→ Records from a point labeling set:
____________
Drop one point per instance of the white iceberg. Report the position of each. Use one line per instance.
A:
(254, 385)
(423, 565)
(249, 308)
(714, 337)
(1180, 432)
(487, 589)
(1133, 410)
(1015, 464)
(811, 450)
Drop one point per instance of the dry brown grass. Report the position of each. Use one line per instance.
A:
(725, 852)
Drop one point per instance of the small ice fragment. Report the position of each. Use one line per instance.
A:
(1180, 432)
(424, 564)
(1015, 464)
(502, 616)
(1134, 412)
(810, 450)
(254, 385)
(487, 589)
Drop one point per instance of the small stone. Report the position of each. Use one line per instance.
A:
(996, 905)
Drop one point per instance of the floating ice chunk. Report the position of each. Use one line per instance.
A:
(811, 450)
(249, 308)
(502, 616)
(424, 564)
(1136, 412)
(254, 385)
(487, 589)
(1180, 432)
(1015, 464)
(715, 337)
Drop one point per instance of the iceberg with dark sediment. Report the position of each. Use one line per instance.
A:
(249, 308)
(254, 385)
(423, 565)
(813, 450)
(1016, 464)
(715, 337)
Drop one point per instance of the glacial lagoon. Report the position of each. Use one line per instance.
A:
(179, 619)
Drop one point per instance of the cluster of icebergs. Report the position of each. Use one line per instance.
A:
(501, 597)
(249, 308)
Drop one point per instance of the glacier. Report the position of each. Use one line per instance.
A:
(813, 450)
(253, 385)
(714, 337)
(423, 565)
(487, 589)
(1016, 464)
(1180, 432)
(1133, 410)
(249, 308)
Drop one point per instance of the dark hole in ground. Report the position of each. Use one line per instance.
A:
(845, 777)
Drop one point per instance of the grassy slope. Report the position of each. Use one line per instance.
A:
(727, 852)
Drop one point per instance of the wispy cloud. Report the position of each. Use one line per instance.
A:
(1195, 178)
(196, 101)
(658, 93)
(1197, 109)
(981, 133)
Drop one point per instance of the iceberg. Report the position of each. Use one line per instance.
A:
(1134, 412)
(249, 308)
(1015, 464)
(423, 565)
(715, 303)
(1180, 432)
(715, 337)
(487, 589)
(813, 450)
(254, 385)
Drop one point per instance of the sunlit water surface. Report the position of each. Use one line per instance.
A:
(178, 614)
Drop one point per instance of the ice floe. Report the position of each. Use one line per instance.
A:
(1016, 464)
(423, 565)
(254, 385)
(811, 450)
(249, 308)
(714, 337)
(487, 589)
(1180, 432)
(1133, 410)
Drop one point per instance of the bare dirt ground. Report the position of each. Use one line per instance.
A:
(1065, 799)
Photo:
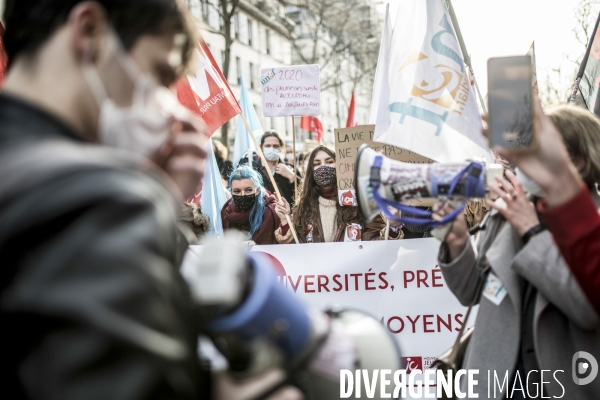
____________
→ OBJECTIVE:
Repeat every line of these items word for word, but leave out the picture.

→ SOLUTION TO THIS EXERCISE:
Drop one point per instance of the white iceberg. Report the position of each. Use one line per instance.
A:
(254, 385)
(423, 565)
(249, 308)
(714, 337)
(1180, 432)
(487, 589)
(1133, 410)
(1015, 464)
(811, 450)
Drop one point per instance of the dry brown grass. Report the position of each. Use one line per instance.
A:
(725, 852)
Drop one point per instance of the small ice fragment. Report the position of each. Use one line per instance.
A:
(1180, 432)
(424, 564)
(1015, 464)
(502, 616)
(1134, 412)
(810, 450)
(254, 385)
(487, 589)
Drop one point per instance of the small stone. Report the position of each. Use one line per instance.
A:
(996, 905)
Drop one point per instance of the floating ice chunk. Report the position of each. Use one line per instance.
A:
(811, 450)
(249, 308)
(502, 616)
(424, 564)
(1136, 412)
(254, 385)
(487, 589)
(1180, 432)
(1015, 464)
(715, 337)
Drop one point per instance of the iceberg with dark sediment. Report the position of each. Use one line per instance.
A:
(249, 308)
(254, 385)
(423, 565)
(813, 450)
(1016, 464)
(715, 337)
Drop one point per instance of the glacial lagoon. Report the position of each. Use one line per instance.
A:
(179, 619)
Drop one point per instance of the cluster of icebergs. Report the position of each. Use one line per instance.
A:
(501, 597)
(249, 308)
Drop one point per instance of the glacier. Report the position of each. Use one line per instance.
A:
(813, 450)
(253, 385)
(714, 337)
(423, 565)
(487, 589)
(1016, 464)
(1180, 432)
(1133, 410)
(249, 308)
Drop one point per instance of the dark hole in ground. Report the position of each. Use one line per instance.
A:
(845, 777)
Drop one point per instance of the grassy slope. Report the position of each. Use one line per instance.
A:
(727, 852)
Drop one point per instance of the wispy cloud. Report the position of each. Use one line per instance.
A:
(1195, 178)
(196, 101)
(658, 93)
(1197, 109)
(981, 133)
Drop one point per instance of the iceberg. Report the position of each. Use one line per instance.
A:
(1134, 412)
(249, 308)
(1015, 464)
(423, 565)
(715, 303)
(1180, 432)
(715, 337)
(487, 589)
(813, 450)
(254, 385)
Drop one point per instance of the sunlit water surface. Report the position of each. Use one line per instance.
A:
(178, 614)
Drop one point per instance of the ice floe. Report the position of each. Use one line per instance.
A:
(1016, 464)
(423, 565)
(254, 385)
(811, 450)
(249, 308)
(714, 337)
(487, 589)
(1180, 432)
(1133, 410)
Drop one point per instance of the bare dirt ground. Report the position of each. Use one line per instance.
A:
(1065, 799)
Photo:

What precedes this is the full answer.